> **PROBLEMS TO SOLVE**
a. Render this sentence from the forum post on NVMe disconnects in Spanish: "I'm facing a critical issue with my Proxmox 8.2.2 cluster that's severely impacting our Ceph storage performance and stability."
b. Answer these from the forum post on NVMe disconnects:
(i) How many physical servers make up the cluster?
(ii) How many Intel SSDs does each server have besides its NVMe drive?
(iii) What NVMe version is listed?

> **PAGE EXCERPT**
Frequent NVMe Disconnects Samsung PM1735 Drives

eliyahuadam

Member
Mar 26, 2020
26
5
23
36
Dear Proxmox Community,


I'm facing a critical issue with my Proxmox 8.2.2 cluster that's severely impacting our Ceph storage performance and stability. I hope you can help me troubleshoot and resolve this problem.

Environment:

Proxmox version: 8.2.2
Cluster size: 5 physical servers
Storage: Each server has one Samsung PM1735 NVMe SSD and Three Intel SSD via SAS (No issue with SSD).
NVME Version: EPK71H3Q
Storage Configuration: Each NVMe is part of a dedicated Ceph pool
OS: Debian 12 (Bookworm)

> **RECORDED INFORMATION**
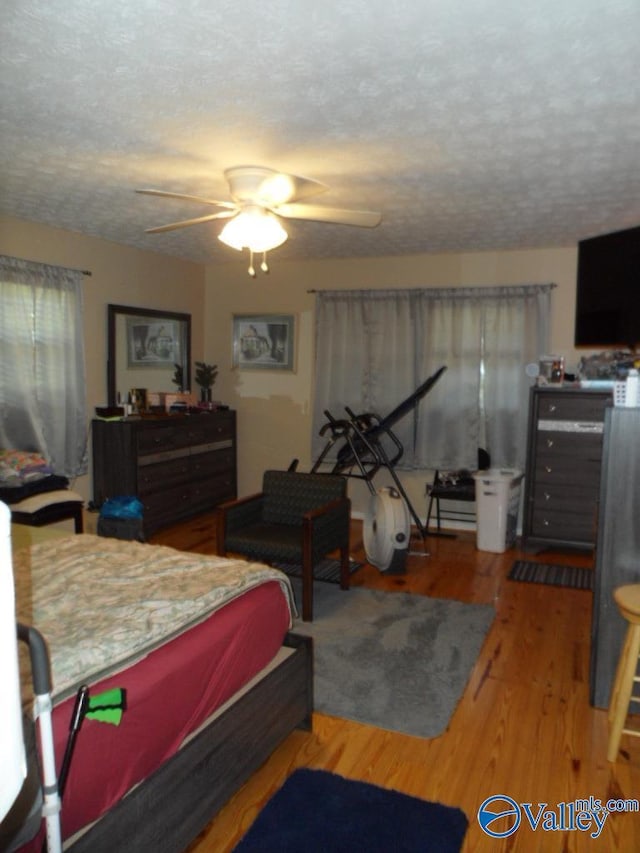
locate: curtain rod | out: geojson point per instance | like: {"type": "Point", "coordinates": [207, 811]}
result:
{"type": "Point", "coordinates": [71, 269]}
{"type": "Point", "coordinates": [445, 287]}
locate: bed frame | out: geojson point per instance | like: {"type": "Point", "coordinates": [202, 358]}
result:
{"type": "Point", "coordinates": [172, 807]}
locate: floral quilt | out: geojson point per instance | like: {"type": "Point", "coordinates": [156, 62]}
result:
{"type": "Point", "coordinates": [102, 603]}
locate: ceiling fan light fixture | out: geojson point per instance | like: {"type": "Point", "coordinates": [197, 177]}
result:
{"type": "Point", "coordinates": [254, 228]}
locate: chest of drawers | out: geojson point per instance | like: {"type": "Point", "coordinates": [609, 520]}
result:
{"type": "Point", "coordinates": [562, 480]}
{"type": "Point", "coordinates": [178, 466]}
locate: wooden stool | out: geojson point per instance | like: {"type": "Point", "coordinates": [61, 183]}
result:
{"type": "Point", "coordinates": [49, 507]}
{"type": "Point", "coordinates": [628, 600]}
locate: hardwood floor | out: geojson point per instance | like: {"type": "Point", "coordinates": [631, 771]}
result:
{"type": "Point", "coordinates": [524, 727]}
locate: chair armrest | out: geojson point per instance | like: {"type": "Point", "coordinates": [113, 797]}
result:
{"type": "Point", "coordinates": [327, 527]}
{"type": "Point", "coordinates": [236, 514]}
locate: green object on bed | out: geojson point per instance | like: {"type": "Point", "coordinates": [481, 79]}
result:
{"type": "Point", "coordinates": [108, 707]}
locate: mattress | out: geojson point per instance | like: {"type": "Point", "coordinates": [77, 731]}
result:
{"type": "Point", "coordinates": [178, 658]}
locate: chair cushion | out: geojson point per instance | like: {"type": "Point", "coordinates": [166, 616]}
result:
{"type": "Point", "coordinates": [38, 502]}
{"type": "Point", "coordinates": [11, 494]}
{"type": "Point", "coordinates": [289, 494]}
{"type": "Point", "coordinates": [268, 542]}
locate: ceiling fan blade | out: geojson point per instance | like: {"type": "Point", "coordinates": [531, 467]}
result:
{"type": "Point", "coordinates": [224, 214]}
{"type": "Point", "coordinates": [165, 194]}
{"type": "Point", "coordinates": [339, 216]}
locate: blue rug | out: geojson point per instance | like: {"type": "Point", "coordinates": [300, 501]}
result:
{"type": "Point", "coordinates": [320, 812]}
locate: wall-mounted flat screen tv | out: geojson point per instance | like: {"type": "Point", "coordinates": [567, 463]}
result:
{"type": "Point", "coordinates": [608, 290]}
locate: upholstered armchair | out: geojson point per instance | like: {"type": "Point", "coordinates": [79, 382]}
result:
{"type": "Point", "coordinates": [297, 518]}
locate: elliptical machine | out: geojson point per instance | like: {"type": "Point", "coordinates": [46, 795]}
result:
{"type": "Point", "coordinates": [387, 524]}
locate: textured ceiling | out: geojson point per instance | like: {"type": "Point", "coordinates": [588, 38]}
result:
{"type": "Point", "coordinates": [473, 125]}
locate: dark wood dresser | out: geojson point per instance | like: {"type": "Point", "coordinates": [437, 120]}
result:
{"type": "Point", "coordinates": [178, 466]}
{"type": "Point", "coordinates": [564, 457]}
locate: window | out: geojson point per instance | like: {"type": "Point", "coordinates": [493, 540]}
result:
{"type": "Point", "coordinates": [42, 378]}
{"type": "Point", "coordinates": [375, 347]}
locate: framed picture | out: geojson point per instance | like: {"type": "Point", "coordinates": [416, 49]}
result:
{"type": "Point", "coordinates": [263, 341]}
{"type": "Point", "coordinates": [153, 342]}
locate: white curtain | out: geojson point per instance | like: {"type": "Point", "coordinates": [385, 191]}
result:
{"type": "Point", "coordinates": [374, 348]}
{"type": "Point", "coordinates": [42, 374]}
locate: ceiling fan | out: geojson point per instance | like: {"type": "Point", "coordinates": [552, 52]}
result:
{"type": "Point", "coordinates": [259, 197]}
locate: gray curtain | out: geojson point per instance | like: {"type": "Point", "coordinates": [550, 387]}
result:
{"type": "Point", "coordinates": [42, 373]}
{"type": "Point", "coordinates": [375, 347]}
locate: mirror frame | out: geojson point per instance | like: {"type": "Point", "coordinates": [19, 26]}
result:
{"type": "Point", "coordinates": [154, 315]}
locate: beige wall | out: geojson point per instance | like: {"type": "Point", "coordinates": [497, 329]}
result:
{"type": "Point", "coordinates": [120, 275]}
{"type": "Point", "coordinates": [274, 409]}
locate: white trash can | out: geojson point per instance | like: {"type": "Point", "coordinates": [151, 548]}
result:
{"type": "Point", "coordinates": [497, 508]}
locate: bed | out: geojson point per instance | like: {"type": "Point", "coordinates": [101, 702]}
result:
{"type": "Point", "coordinates": [214, 681]}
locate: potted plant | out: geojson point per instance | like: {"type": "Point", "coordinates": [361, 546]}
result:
{"type": "Point", "coordinates": [205, 378]}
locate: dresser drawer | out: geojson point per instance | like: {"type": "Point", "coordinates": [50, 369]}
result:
{"type": "Point", "coordinates": [161, 438]}
{"type": "Point", "coordinates": [212, 463]}
{"type": "Point", "coordinates": [163, 475]}
{"type": "Point", "coordinates": [567, 526]}
{"type": "Point", "coordinates": [573, 406]}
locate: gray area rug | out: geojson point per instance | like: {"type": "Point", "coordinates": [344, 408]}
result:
{"type": "Point", "coordinates": [390, 659]}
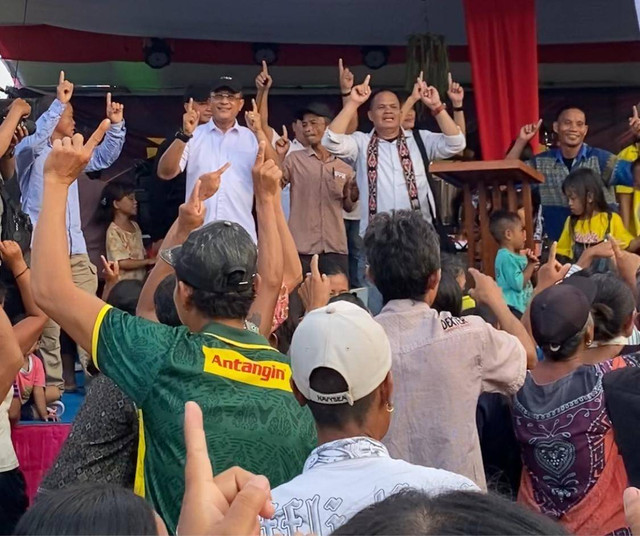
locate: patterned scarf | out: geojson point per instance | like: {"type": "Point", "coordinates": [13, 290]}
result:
{"type": "Point", "coordinates": [407, 171]}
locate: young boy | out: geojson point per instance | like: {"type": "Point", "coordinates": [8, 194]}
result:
{"type": "Point", "coordinates": [513, 270]}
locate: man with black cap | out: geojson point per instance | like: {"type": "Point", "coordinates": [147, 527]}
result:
{"type": "Point", "coordinates": [321, 187]}
{"type": "Point", "coordinates": [242, 384]}
{"type": "Point", "coordinates": [167, 196]}
{"type": "Point", "coordinates": [219, 146]}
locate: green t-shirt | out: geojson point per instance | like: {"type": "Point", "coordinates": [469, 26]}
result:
{"type": "Point", "coordinates": [510, 269]}
{"type": "Point", "coordinates": [251, 418]}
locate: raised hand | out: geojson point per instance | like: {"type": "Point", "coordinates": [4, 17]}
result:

> **TASK SOLUTIONS**
a. Estoy enfrentando un problema crítico con mi clúster de Proxmox 8.2.2 que está afectando gravemente el rendimiento y la estabilidad de nuestro almacenamiento Ceph.

b.
(i) 5
(ii) Three
(iii) EPK71H3Q